▸ Provided text:
* * * *
Finally, users can register to the platform to create a personal profile, claim ownership of the documents published in the indexes, and find and connect with other SSH authors and researchers.

2.2. Findability

The requirement of making a digital asset “findable” is expressed by the four principles mentioned in Table 1.
The first one (F1) requires that each data resource is assigned a unique and persistent identifier. GoTriple respects this requirement by identifying each resource with a Uniform Resource Identifier (URI), which is the URL of its landing page. From a theoretical viewpoint, this requirement is fully respected, as this identifier is unique and persistent (at least as long as GoTriple exists). As a matter of fact, this design choice proved to be a pitfall in the global GoTriple implementation, which will be commented on in depth in Section 3 (Discussion: FAIR Principles in Practice within GoTriple).
The F2 principle indicates the importance of describing data assets with rich metadata. In this sense, GoTriple fully respects this requirement by providing a detailed vision for its data model, whose main structures are shown in Figure 1. It consists of three main asset types, i.e., document, profile, and project, which were initially designed by using standard ontologies like Schema.org and SIOC to describe their attributes.
It reflects the type of metadata that can be harvested from the available data sources. In particular, every publication creates an entry in the document index, while its authors are stored in the profile index, with a link between them. Projects, on the other hand, have so far been harvested from sources without meaningful associated research publications, or where it was difficult to determine whether the mentioned persons are simply administrators or actual SSH researchers. This explains the lack of relationships between the project index and the document and profile indexes.
The F3 principle requires that “metadata clearly and explicitly include the identifier of the data it describes”. All original identifiers are retrieved during the harvesting process of GoTriple content and shown in their descriptive pages of the website, as shown in Figure 2.
Finally, F4 requires that a searchable index is required to access the resources easily. As indicated, search is one of the main features of GoTriple, which offers an intuitive faceted interface for further filtering the list of results.

2.3. Accessibility

Accessibility demands that data and metadata are retrievable by both humans and machines through well-defined, open, and universally implementable protocols. Table 2 shows in detail the accessibility requirements.
* * * *
▸ Record set:
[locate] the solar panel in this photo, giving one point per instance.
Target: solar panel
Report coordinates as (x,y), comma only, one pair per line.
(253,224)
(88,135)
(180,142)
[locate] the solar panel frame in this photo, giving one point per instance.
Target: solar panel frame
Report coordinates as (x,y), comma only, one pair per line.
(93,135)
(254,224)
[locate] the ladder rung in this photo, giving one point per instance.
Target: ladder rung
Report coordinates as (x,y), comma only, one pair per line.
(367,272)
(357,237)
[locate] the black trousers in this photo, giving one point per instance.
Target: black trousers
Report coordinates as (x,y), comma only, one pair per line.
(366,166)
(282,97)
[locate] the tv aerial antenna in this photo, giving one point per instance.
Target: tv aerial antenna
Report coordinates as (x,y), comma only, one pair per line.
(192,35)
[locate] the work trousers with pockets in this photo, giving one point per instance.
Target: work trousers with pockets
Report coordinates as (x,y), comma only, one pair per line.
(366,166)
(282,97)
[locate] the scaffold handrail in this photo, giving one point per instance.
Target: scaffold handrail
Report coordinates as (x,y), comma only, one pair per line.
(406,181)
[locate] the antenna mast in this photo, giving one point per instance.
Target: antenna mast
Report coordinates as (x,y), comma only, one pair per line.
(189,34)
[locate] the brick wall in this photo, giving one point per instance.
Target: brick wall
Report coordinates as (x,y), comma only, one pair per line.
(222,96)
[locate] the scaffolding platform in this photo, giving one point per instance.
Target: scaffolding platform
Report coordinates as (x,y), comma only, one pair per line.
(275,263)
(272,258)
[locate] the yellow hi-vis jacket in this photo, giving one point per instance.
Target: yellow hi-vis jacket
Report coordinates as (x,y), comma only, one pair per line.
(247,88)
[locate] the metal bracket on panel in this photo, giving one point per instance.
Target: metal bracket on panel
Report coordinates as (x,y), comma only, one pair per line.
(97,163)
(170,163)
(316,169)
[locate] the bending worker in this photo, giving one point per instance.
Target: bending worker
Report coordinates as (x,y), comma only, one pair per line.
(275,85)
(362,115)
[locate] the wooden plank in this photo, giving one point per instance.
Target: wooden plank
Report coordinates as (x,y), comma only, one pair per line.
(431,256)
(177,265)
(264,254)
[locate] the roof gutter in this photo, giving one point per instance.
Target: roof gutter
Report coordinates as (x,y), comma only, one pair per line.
* * * *
▸ Exercise brief:
Write out the part of the GoTriple text from "The F3 principle" up to and including "list of results.", word for word. The items are separate from the GoTriple text and have no connection to it.

▸ Exercise answer:
The F3 principle requires that “metadata clearly and explicitly include the identifier of the data it describes”. All original identifiers are retrieved during the harvesting process of GoTriple content and shown in their descriptive pages of the website, as shown in Figure 2.
Finally, F4 requires that a searchable index is required to access the resources easily. As indicated, search is one of the main features of GoTriple, which offers an intuitive faceted interface for further filtering the list of results.